» PAGE EXTRACT
--- START ---

Another unsettling piece.

Carolyn Ives Gilman. Arkfall.

A substantial story – in many ways. Gilman has put together a believable alien planet, a different human society, and believable, complex characters, and spun an adventure tale that almost matches the setting.

The ark Cormorin is a bio-ship, a partly biological sub-marine habitat for humans who live therein, in the dark seas of a very alien planet. Those who live on the arks have a communal life, and are very opposed to confrontation or direct comment, alluding to the actions of others and their preferences, with stilted speech patterns to match. Osaji and her aged grandmother are coming to a subterranean port, Golconda, and Osaji is worried for her grandmother, whose ill-heath and early stages of mental decline are not only painful to witness, but an increasing strain on her.

Osaji moves in temporarily with her sister in the town, but finds the call of the seas too much for her. She has to decide whether to leave her grandmother in port, or take her with her once more. In the end she decides on the latter, and on the jetty, she comes across an aggressive offworlder, whose behaviour and beliefs are anathema to her.

--- END ---

» RAW DATA

--- START ---

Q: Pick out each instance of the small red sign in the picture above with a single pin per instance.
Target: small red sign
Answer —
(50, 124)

--- END ---

» ABOUT THIS EXERCISE
Write out the whole Arkfall review from above again, word for word.

» ANSWER TO THE PROBLEM
Another unsettling piece.

Carolyn Ives Gilman. Arkfall.

A substantial story – in many ways. Gilman has put together a believable alien planet, a different human society, and believable, complex characters, and spun an adventure tale that almost matches the setting.

The ark Cormorin is a bio-ship, a partly biological sub-marine habitat for humans who live therein, in the dark seas of a very alien planet. Those who live on the arks have a communal life, and are very opposed to confrontation or direct comment, alluding to the actions of others and their preferences, with stilted speech patterns to match. Osaji and her aged grandmother are coming to a subterranean port, Golconda, and Osaji is worried for her grandmother, whose ill-heath and early stages of mental decline are not only painful to witness, but an increasing strain on her.

Osaji moves in temporarily with her sister in the town, but finds the call of the seas too much for her. She has to decide whether to leave her grandmother in port, or take her with her once more. In the end she decides on the latter, and on the jetty, she comes across an aggressive offworlder, whose behaviour and beliefs are anathema to her.